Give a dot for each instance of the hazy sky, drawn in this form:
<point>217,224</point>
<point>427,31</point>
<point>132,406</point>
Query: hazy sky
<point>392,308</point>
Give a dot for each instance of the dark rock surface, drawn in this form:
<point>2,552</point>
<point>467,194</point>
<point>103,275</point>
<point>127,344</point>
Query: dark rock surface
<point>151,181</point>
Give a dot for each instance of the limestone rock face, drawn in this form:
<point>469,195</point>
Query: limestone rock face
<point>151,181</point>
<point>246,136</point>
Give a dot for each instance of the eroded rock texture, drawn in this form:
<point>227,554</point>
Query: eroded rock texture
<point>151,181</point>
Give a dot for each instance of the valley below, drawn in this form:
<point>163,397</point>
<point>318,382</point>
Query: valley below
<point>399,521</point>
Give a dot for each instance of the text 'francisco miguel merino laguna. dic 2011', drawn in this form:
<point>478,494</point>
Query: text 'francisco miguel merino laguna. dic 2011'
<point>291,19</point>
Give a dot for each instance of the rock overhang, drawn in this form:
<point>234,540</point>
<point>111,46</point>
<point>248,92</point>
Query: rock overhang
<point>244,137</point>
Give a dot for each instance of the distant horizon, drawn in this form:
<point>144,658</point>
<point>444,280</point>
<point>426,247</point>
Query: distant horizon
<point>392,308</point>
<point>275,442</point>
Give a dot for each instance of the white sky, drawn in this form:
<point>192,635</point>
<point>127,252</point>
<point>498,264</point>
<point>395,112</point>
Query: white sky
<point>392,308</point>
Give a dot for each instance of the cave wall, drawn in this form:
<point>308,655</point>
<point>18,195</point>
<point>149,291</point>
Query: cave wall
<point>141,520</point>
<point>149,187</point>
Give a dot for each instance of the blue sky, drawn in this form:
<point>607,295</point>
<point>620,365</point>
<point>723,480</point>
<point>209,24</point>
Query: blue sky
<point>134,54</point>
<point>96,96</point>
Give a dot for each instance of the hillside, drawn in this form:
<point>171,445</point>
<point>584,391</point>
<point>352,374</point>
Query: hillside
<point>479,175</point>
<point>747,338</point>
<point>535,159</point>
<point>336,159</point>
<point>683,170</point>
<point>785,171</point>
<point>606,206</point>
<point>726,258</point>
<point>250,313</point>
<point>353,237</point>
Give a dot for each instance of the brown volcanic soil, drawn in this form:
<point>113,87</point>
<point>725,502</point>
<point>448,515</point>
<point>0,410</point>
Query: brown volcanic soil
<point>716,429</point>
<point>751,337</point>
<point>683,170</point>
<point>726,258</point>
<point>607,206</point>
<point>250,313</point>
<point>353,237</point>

· · · · · · ·

WORK REQUEST ->
The data should be copied out in full, exactly as it reads.

SOLUTION TO THIS PROBLEM ->
Give a dot for each instance of the hazy sky, drawn in this form:
<point>217,224</point>
<point>427,31</point>
<point>132,406</point>
Query: hazy sky
<point>392,308</point>
Give a dot for each instance of the dark rock surface, drawn in this form:
<point>2,552</point>
<point>467,194</point>
<point>103,275</point>
<point>127,344</point>
Query: dark rock surface
<point>151,181</point>
Give a dot for each instance of the limestone rock face, drawn in this form:
<point>469,195</point>
Query: limestone rock face
<point>151,181</point>
<point>246,136</point>
Give a dot for each instance of the eroded rock texture, drawn in this form:
<point>227,554</point>
Query: eroded rock texture
<point>151,181</point>
Give a dot for each instance of the valley below, drawn in this form:
<point>163,397</point>
<point>318,382</point>
Query: valley below
<point>399,521</point>
Give a dot for each instance of the text 'francisco miguel merino laguna. dic 2011', drawn in this form:
<point>478,494</point>
Query: text 'francisco miguel merino laguna. dic 2011'
<point>291,19</point>
Give a dot for each instance of the rock overhang, drawn in this form:
<point>234,540</point>
<point>111,46</point>
<point>248,92</point>
Query: rock overhang
<point>244,137</point>
Give a dot for each instance of the distant horizon, drawn in this form:
<point>144,658</point>
<point>444,280</point>
<point>426,247</point>
Query: distant horizon
<point>392,308</point>
<point>275,442</point>
Give a dot for each instance of the white sky, drawn in this form:
<point>192,635</point>
<point>127,252</point>
<point>498,264</point>
<point>395,112</point>
Query: white sky
<point>392,308</point>
Give a dot for each instance of the cave wall, drawn in this form:
<point>308,655</point>
<point>18,195</point>
<point>149,291</point>
Query: cave wall
<point>141,520</point>
<point>149,187</point>
Give a dot for each instance of the blue sky, drawn in this form:
<point>607,295</point>
<point>620,365</point>
<point>723,480</point>
<point>209,24</point>
Query: blue sky
<point>134,54</point>
<point>96,96</point>
Give a dot for each instance of the hillside, drawn in this form:
<point>171,445</point>
<point>584,391</point>
<point>352,374</point>
Query: hillside
<point>479,175</point>
<point>747,338</point>
<point>535,159</point>
<point>336,159</point>
<point>683,170</point>
<point>785,171</point>
<point>606,206</point>
<point>726,258</point>
<point>250,313</point>
<point>353,237</point>
Give a dot for each instance of the brown volcanic soil, drawn in this form:
<point>113,87</point>
<point>725,502</point>
<point>448,515</point>
<point>0,410</point>
Query: brown volcanic soil
<point>716,429</point>
<point>751,337</point>
<point>683,170</point>
<point>726,258</point>
<point>607,206</point>
<point>250,313</point>
<point>353,237</point>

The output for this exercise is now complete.